— BEGIN Passage given —

Evidence-based policy-making usually proceeds by outlining the problem at hand, discussing various solutions, conducting studies to understand the effectiveness of these solutions and then prescribing a course of action based on accumulated evidence.
It’s safe to say that the media and policy narrative surrounding India’s biometric authentication programme hasn’t followed this process at best and has been skewed in favour of speedy implementation at worst.
For instance, it is clear that both the previous UPA-II and current NDA government painted a highly-exaggerated picture of savings from direct benefit transfers for LPG – a narrative that was largely accepted by an unquestioning mainstream media.
Another figure that has floated around over the last two years is that the Aadhaar project has the potential to save $11 billion in subsidies every year.
There is enough evidence to show that this figure – which originates from the World Bank – doesn’t hold up against close scrutiny.
Most recently, this $11 billion statistic was used as part of the Centre’s argument before the Supreme Court, as part of its reply to a writ petition filed by Shantha Sinha challenging the government’s notifications that made Aadhaar compulsory for various welfare schemes.
The affidavit by the government of India (shown above) also attaches the relevant portions of a 2016 World Bank report on digital dividends (page 195, shown below).
The World Bank study specifically talks about how India’s digital ID programme can potentially save “over US$11 billion per year in government expenditures through reduce leakage and efficiency gains”.
The reference for this sentence, as can be seen, is provided in a footnote (number 4) which refers to a separate study. Crucially, this other study referenced by the World Bank was not attached in the government’s affidavit before the Supreme Court.
What is this study that backs up the $11 billion savings figure? On page 197 of the World Bank report, the footnote 4 corresponds to a study carried out by Shweta Banerjee in 2015.
The term ‘CGAP’ referred to here is the Consultative Group to Assist the Poor – a global partnership of research organisations that is housed out of the World Bank.
On closer examination, the CGAP study mentioned in the link above shows a very different story than the one put forth by the Indian government in its Supreme Court affidavit.
The last sentence of the brief (shown above) is enlightening. The CGAP report does not talk about savings as a result of adopting a direct cash transfer model – but about the quantity or total value of the money that has been transferred.
If this is taken at face value, it shows that World Bank was quite clearly mistaken. Is it possible that the government was not aware of this mistake? Very unlikely, since this potential goof-up was extensively discussed and laid out by IIT Delhi professor Reetika Khera in July 2016.
Since then, the claim, however, has been repeated by IT minister R.S. Prasad (September 8, 2016) and by UIDAI’s CEO (May 13, 2017). Capping it off, of course, was reference to the $11-billion figure in the SC affidavit on April 27, 2017.

— END Passage given —
— BEGIN Records shown —

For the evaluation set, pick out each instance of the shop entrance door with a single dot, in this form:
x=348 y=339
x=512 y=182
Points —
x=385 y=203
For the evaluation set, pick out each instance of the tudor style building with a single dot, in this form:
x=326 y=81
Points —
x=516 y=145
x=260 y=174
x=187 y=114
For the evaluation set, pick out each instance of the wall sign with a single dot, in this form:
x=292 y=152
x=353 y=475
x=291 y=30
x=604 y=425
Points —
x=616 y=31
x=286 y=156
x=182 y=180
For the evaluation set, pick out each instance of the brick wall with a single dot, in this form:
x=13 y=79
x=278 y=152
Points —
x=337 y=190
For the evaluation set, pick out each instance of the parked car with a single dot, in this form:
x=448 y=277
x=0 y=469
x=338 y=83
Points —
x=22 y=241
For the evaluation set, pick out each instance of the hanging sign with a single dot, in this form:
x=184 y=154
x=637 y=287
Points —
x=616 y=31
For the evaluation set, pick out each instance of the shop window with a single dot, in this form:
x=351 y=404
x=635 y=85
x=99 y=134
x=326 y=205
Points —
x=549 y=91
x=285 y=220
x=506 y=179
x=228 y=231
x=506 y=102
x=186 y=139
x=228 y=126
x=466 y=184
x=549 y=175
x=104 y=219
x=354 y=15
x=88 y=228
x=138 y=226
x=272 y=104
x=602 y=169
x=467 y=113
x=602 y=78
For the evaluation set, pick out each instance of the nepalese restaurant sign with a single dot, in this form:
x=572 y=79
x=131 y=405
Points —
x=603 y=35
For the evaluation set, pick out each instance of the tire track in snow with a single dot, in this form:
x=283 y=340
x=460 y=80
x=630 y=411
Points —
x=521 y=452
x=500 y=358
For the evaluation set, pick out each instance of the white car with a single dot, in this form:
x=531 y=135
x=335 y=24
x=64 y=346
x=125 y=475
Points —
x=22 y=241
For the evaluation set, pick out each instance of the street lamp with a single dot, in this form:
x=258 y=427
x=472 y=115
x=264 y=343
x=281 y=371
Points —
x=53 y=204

— END Records shown —

### Required tasks
**A.** Summarize the article on Aadhaar's $11 billion savings claim in two sentences.
**B.** Carry the article on Aadhaar's $11 billion savings claim forward from its final sentence.

### Per-task outputs
**A.** The government's Supreme Court affidavit cited a 2016 World Bank report saying Aadhaar could save over $11 billion a year, but that figure comes from a 2015 CGAP study by Shweta Banerjee that describes the total value of money transferred rather than savings. Although IIT Delhi professor Reetika Khera laid out this possible error in July 2016, the IT minister, UIDAI's CEO and the April 2017 affidavit kept repeating the figure.

**B.**
So what gives? Did the World Bank make a mistake – or did it produce a different study and forget to cite it?
World Bank response
This author, and others, reached out to the World Bank in July 2017. The first email sent asked about the issue of the value of transfers versus value of savings. Specifically, the organisation was asked how it referenced Banerjee (2015) as the source for the $11-billion figure when that study made no such claim.
The World Bank replied with the following response:
“The potential savings of over $11 billion in government welfare programs is an extrapolation based on two rigorous papers that estimated the reduction in leakages in the National Rural Employment Guarantee Scheme (NREGS) and the government’s domestic fuel subsidy program respectively due to Aadhaar. Muralidharan et al (2014) estimate that biometric registration, authentication, and payments in NREGs led to a 10.8 percentage point reduction in the leakage of funds (the difference between the wage payment outlays reported by government officials and those reported by households). Barnwal (2015) estimated the UID-based transfer policy reduced fuel purchases in the domestic fuel sector by 11-14%, suggesting a reduction in subsidy diversion. Extrapolating these leakage reduction rates to all Government of India welfare programs – amounting to roughly $70-100 billion in government expenditures—yields savings in the range of $8-14 billion. Instead of reporting this range, we reported the midpoint of $11 billion as potential savings.”
The words extrapolation, estimate and potential are important in this response. The World Bank response basically implies that there are two other inputs (research papers by Barnwal and Muralidharan), and these two inputs were extrapolated using a calculation to generate the final potential savings figure.
A follow-up question was consequently sent to the World Bank, asking it if the organisation’s extrapolation calculations could be shared and also as to why Banerjee (2015) was quoted as a reference in the 2016 report if the institution had actually performed separate research to support its claim.
The World Bank replied as below:
“It turns out we have shared with you all information we could. There is one small caveat to add – the footnote 4 is incomplete and should also have included a reference to Muralidharan et al (2014) and Barnwal (2015), the latter two papers being cited elsewhere in the report.”
Let’s recap the Aadhaar savings narrative so far. The government has officially claimed $11 billion in potential savings based on a World Bank report. The actual report contains a reference to a study that does not talk about $11 billion in savings, but $11 billion in transfers.
When asked, the World Bank admitted that the referencing in its report was incomplete and pointed to two papers (one by Barnwal which is on LPG and the other by Muralidharan which looks at smart cards in NREGA).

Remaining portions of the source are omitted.